#### PROBLEM TO SOLVE
When the line containing "negative clicks: (887, 361) (775, 566)" is found in the data below, copy it and each line after it through the line containing "rough mask: <svg", exactly and with no others.
┌────────
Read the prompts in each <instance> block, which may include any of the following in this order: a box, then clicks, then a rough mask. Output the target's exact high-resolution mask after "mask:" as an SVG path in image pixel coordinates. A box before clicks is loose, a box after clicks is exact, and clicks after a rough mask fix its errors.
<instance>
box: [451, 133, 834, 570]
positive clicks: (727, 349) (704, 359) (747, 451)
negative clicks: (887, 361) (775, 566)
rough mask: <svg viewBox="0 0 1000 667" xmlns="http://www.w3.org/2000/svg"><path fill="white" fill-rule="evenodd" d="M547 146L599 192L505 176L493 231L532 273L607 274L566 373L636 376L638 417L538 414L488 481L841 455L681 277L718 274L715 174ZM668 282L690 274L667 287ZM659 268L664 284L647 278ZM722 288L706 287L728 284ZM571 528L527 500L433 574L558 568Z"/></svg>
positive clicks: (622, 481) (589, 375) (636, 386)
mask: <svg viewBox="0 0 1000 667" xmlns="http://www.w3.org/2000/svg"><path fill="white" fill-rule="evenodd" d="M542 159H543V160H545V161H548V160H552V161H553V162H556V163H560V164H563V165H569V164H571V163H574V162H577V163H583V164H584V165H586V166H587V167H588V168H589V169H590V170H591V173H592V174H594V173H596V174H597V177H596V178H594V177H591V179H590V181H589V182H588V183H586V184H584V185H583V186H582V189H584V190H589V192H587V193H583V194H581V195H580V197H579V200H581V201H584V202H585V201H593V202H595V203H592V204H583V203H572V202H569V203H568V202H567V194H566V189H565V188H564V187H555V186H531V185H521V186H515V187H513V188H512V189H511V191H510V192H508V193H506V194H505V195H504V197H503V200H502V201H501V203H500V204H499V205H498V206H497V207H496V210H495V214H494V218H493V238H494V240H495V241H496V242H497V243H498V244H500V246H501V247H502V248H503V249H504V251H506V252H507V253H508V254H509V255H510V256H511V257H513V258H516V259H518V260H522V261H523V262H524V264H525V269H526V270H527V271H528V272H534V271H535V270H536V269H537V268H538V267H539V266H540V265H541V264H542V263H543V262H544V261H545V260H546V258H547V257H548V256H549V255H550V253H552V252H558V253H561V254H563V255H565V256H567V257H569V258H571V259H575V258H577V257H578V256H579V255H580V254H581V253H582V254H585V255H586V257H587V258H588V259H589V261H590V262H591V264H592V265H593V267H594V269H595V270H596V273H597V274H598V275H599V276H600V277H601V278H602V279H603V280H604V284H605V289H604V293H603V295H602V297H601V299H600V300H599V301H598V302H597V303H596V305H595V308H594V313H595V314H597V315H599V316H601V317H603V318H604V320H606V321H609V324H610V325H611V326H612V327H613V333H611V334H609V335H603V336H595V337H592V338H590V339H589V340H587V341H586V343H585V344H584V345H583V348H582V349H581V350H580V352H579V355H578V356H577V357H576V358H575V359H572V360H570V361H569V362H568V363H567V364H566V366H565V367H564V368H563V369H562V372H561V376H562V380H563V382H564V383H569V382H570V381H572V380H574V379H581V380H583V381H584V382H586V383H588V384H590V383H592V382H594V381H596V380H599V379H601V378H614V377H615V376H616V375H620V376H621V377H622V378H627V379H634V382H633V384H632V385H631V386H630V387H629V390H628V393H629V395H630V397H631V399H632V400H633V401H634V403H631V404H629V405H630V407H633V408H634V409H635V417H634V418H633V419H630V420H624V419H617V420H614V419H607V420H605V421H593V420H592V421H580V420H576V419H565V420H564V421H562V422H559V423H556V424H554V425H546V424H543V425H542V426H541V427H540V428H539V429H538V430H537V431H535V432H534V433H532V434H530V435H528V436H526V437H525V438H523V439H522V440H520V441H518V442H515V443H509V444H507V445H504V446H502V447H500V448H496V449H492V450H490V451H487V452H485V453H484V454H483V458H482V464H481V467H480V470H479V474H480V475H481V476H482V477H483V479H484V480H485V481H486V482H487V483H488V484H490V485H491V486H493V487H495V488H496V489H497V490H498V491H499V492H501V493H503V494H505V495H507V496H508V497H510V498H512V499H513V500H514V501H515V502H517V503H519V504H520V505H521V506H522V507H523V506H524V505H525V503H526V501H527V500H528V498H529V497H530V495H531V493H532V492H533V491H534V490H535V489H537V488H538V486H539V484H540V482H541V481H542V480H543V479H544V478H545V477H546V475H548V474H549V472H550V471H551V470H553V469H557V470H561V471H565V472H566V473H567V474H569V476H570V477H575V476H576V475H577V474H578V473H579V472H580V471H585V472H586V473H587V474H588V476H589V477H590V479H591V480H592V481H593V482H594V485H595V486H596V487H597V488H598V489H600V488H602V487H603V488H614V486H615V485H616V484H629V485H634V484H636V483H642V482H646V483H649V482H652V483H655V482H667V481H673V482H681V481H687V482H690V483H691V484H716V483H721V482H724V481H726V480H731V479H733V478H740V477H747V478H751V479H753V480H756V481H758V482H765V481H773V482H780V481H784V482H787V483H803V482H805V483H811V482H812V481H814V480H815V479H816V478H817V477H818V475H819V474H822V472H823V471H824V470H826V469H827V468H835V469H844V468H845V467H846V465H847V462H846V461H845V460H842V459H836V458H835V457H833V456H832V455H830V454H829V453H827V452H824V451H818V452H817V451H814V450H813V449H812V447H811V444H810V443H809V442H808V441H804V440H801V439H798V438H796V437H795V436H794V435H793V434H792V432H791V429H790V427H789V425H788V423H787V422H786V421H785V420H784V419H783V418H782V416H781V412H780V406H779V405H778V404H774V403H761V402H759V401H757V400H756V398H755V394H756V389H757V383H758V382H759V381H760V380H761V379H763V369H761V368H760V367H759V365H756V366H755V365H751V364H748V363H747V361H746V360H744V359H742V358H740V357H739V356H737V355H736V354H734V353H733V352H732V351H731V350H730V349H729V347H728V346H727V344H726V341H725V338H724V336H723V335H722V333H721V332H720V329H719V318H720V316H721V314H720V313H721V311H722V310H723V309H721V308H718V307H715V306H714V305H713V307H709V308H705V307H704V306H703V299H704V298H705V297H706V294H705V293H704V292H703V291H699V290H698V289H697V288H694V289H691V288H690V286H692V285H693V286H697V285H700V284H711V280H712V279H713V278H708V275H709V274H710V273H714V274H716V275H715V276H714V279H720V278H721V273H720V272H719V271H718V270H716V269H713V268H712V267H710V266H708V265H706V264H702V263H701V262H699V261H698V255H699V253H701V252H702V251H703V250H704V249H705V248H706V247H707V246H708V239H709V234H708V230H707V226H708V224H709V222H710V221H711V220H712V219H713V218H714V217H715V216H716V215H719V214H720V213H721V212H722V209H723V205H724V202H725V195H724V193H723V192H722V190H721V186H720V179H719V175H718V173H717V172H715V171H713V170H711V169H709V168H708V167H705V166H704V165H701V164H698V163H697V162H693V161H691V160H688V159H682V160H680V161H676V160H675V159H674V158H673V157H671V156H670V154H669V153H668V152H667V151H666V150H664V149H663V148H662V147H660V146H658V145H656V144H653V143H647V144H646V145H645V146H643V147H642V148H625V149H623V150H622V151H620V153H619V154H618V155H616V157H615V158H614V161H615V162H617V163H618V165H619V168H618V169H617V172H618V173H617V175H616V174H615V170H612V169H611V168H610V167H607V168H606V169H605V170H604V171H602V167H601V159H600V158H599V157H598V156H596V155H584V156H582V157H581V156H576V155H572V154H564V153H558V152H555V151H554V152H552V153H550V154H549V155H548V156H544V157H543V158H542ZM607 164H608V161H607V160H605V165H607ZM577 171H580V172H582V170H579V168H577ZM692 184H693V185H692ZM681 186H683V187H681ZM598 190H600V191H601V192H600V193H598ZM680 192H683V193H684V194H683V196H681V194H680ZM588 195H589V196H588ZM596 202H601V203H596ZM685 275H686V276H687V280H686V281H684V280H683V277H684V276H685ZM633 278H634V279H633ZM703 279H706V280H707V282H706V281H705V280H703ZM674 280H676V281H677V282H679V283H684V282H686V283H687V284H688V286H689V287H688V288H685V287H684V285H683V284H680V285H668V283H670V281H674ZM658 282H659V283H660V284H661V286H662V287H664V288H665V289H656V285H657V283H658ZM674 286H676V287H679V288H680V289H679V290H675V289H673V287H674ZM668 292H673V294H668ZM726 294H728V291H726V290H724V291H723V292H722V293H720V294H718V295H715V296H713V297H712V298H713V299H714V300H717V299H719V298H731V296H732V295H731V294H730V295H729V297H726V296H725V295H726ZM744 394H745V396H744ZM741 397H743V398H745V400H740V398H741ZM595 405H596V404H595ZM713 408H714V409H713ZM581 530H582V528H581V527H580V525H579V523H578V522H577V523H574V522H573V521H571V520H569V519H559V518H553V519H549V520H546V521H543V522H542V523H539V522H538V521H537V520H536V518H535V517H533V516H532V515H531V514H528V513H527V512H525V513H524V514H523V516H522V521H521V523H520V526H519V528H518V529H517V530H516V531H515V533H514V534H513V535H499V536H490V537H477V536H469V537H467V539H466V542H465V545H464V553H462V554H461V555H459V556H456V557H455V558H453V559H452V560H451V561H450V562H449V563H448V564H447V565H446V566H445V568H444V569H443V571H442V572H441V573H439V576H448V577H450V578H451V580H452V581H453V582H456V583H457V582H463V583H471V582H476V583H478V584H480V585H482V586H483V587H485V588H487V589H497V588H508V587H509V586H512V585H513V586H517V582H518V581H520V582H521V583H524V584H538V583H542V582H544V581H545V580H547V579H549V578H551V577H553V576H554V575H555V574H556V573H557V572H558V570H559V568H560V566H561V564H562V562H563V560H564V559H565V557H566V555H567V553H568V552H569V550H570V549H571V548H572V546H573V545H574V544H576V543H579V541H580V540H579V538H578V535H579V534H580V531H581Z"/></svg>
└────────
#### ANSWER SPACE
negative clicks: (887, 361) (775, 566)
rough mask: <svg viewBox="0 0 1000 667" xmlns="http://www.w3.org/2000/svg"><path fill="white" fill-rule="evenodd" d="M547 146L599 192L505 176L493 231L532 273L607 274L566 373L636 376L638 417L538 414L488 481L841 455L681 277L718 274L715 174ZM668 282L690 274L667 287ZM659 268L664 284L647 278ZM722 288L706 287L728 284ZM571 528L527 500L433 574L558 568Z"/></svg>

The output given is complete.